* Problem details:
Pick out each line in the records below that contains the string "wristband", and copy every such line in full. Case counts.

* Exercise data:
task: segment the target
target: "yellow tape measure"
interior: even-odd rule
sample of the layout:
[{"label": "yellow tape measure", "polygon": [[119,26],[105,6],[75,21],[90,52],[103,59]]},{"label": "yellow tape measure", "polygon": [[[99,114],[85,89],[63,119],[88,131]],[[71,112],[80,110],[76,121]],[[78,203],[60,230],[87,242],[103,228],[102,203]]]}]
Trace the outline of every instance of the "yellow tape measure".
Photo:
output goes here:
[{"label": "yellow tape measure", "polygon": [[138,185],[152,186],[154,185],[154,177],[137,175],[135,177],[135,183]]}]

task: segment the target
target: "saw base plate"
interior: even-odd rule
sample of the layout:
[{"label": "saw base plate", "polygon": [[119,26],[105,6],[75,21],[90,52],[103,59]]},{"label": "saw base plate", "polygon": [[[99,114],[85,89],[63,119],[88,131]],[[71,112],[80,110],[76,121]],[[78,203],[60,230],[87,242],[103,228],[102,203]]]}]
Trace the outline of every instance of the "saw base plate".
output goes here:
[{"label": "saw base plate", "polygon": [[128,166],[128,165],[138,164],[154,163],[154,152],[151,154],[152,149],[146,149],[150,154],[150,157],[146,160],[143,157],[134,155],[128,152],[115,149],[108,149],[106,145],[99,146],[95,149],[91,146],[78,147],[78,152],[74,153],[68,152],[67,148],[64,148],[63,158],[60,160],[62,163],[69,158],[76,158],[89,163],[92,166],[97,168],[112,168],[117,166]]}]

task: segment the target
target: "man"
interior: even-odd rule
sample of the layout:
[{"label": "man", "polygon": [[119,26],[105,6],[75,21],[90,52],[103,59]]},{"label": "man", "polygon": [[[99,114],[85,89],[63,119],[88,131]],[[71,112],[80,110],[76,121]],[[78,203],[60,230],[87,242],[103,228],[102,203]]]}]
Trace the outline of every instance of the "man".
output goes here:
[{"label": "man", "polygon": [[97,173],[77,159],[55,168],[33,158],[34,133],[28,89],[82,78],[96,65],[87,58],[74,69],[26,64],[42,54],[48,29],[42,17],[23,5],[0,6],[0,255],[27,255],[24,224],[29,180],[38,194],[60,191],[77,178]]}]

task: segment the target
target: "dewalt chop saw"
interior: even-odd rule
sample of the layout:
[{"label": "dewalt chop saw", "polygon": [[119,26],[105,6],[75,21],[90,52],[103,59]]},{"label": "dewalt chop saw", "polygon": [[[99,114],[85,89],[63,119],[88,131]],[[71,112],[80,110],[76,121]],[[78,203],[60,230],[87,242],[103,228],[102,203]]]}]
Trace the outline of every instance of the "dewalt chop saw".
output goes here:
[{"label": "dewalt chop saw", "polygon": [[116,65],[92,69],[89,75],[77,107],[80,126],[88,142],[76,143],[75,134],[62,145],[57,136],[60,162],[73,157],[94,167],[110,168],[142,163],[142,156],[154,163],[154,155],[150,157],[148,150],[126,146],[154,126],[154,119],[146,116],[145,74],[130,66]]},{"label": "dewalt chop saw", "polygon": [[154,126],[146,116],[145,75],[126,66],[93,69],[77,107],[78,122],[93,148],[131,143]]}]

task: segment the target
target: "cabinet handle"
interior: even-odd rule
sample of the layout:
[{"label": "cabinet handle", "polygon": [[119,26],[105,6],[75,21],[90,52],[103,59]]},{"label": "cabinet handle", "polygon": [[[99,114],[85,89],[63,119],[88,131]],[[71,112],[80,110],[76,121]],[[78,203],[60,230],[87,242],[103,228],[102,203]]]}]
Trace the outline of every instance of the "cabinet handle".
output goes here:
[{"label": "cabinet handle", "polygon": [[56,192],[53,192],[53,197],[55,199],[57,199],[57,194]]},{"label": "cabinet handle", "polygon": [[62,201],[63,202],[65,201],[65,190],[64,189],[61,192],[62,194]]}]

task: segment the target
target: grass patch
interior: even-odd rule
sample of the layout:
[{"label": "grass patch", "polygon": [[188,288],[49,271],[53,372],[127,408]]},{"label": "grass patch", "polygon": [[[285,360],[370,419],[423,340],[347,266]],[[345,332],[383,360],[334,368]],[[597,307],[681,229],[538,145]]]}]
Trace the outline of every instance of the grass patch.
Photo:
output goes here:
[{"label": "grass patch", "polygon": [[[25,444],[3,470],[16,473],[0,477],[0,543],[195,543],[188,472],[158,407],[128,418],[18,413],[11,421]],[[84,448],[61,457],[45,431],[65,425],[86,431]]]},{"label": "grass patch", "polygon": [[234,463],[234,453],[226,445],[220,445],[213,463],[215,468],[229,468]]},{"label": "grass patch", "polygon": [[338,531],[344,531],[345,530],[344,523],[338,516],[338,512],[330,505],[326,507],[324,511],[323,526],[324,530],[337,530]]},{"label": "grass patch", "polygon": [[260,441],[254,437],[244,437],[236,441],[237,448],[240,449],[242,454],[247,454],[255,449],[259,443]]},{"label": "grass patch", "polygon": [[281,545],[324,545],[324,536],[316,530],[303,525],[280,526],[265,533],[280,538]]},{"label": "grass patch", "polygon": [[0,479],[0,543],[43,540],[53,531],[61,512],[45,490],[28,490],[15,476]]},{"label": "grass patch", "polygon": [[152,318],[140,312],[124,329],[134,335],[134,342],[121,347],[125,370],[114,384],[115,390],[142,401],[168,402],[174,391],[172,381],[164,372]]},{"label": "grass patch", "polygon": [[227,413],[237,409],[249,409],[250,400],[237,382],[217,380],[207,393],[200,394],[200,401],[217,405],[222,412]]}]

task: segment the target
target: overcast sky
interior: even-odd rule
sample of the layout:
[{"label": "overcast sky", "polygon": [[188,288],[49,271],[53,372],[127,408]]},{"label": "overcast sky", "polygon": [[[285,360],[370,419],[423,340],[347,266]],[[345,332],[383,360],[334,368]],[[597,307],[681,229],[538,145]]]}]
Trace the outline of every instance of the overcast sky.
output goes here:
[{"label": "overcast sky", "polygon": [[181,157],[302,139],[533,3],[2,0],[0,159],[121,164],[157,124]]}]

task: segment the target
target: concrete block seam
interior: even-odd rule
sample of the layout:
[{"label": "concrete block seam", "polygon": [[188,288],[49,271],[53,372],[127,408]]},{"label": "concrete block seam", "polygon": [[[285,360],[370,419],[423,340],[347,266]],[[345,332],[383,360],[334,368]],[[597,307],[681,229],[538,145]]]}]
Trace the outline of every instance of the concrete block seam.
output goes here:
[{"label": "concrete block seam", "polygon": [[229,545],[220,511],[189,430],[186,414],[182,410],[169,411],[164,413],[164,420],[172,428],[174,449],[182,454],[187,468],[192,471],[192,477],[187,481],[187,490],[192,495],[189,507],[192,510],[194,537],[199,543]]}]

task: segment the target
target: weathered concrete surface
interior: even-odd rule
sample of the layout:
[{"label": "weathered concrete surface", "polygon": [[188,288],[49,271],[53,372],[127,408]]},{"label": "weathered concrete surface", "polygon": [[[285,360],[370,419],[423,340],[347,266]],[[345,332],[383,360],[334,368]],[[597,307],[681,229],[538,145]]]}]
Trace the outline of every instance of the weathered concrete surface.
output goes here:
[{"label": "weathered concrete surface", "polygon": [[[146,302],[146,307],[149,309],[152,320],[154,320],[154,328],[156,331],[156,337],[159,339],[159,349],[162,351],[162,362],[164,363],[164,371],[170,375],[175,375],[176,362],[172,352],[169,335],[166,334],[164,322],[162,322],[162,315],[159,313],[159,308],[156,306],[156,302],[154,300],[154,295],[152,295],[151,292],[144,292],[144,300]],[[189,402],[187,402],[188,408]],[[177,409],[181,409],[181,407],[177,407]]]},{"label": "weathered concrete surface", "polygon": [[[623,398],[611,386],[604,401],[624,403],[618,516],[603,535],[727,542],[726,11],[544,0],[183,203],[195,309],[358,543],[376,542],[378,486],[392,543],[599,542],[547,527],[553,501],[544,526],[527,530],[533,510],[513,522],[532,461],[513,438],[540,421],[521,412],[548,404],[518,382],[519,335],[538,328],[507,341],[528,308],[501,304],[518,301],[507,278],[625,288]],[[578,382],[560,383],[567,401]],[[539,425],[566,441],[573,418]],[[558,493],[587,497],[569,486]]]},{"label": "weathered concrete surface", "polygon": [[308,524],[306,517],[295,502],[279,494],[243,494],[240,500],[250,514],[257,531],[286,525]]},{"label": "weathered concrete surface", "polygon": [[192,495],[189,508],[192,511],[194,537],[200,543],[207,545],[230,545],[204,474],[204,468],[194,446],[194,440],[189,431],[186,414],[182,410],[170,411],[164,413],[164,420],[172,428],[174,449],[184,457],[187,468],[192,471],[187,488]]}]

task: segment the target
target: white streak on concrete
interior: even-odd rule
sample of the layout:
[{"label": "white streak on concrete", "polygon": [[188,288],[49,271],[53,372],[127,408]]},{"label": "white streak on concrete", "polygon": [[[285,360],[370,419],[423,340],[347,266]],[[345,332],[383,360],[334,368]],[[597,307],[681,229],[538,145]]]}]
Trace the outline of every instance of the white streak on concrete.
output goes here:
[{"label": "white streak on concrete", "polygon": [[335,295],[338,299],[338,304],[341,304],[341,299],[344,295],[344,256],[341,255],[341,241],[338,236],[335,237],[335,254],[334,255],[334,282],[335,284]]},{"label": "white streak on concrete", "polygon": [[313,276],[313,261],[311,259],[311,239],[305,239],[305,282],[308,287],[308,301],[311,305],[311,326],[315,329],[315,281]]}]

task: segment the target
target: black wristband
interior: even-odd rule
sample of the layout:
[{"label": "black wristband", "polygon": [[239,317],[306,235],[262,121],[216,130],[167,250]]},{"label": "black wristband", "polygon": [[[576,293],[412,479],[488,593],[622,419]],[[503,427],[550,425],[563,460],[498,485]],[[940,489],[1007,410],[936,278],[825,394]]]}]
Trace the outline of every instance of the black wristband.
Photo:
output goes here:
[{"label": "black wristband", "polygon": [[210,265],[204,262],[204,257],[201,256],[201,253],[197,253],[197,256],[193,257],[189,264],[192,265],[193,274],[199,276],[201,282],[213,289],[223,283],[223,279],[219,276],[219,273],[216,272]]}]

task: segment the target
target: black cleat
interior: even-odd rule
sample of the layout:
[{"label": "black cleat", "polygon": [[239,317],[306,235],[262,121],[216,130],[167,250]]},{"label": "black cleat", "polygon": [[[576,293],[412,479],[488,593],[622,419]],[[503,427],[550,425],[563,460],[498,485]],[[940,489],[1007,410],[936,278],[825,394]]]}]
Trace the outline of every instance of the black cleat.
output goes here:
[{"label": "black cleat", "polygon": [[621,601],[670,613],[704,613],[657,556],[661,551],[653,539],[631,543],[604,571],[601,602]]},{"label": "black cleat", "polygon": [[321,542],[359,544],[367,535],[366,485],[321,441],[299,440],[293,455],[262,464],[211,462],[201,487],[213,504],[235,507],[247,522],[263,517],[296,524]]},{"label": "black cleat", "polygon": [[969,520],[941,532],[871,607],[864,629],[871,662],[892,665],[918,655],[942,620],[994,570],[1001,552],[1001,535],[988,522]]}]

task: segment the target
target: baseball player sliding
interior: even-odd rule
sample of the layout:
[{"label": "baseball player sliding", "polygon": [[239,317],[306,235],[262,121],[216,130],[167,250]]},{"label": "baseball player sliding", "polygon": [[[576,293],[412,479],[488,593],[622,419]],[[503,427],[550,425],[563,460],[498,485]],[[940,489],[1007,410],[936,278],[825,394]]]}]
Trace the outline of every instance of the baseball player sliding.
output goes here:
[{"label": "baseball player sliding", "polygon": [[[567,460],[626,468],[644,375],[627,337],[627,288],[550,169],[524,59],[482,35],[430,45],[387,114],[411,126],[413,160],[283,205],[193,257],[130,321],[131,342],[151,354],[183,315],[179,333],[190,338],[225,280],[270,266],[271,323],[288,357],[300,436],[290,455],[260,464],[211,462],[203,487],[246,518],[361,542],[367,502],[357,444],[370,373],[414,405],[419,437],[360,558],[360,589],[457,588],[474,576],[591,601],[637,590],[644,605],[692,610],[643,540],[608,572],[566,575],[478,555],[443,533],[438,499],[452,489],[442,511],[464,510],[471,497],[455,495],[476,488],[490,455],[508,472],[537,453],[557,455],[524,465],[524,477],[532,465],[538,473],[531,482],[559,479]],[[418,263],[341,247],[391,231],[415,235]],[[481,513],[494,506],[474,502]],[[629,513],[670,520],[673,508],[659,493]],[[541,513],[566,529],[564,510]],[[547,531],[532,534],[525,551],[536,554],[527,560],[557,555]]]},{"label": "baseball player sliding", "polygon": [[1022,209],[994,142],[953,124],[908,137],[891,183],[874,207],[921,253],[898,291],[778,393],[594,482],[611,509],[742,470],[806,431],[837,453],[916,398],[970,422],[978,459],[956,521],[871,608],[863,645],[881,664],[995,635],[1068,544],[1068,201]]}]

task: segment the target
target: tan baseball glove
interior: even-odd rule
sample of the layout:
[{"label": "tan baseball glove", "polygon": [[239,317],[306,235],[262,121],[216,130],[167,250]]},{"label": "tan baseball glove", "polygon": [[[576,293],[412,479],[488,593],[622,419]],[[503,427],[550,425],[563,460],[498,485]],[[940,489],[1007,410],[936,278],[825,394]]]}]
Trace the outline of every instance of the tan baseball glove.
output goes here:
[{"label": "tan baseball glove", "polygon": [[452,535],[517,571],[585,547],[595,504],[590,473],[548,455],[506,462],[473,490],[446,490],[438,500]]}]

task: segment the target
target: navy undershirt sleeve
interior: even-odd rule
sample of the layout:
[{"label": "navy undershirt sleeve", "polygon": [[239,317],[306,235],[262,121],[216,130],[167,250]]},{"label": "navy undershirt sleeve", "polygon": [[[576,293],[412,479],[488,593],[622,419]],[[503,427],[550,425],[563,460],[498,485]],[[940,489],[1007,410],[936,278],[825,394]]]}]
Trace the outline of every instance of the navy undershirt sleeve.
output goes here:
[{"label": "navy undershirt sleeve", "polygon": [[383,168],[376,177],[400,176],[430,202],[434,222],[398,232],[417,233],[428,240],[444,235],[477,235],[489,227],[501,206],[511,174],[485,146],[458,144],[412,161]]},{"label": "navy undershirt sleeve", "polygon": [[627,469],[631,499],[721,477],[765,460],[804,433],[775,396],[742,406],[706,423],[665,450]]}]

* Answer to this task:
target: black wristband
[{"label": "black wristband", "polygon": [[239,317],[306,235],[262,121],[216,130],[167,250]]},{"label": "black wristband", "polygon": [[[576,293],[412,479],[488,593],[622,419]],[[503,427],[550,425],[563,460],[498,485]],[[940,489],[1007,410],[936,278],[825,394]]]}]
Trace the outline of every instance of the black wristband.
[{"label": "black wristband", "polygon": [[210,265],[204,262],[204,257],[201,256],[201,253],[197,253],[197,256],[193,257],[189,264],[192,265],[193,274],[199,276],[201,282],[213,289],[223,283],[223,279],[219,276],[219,273],[216,272]]}]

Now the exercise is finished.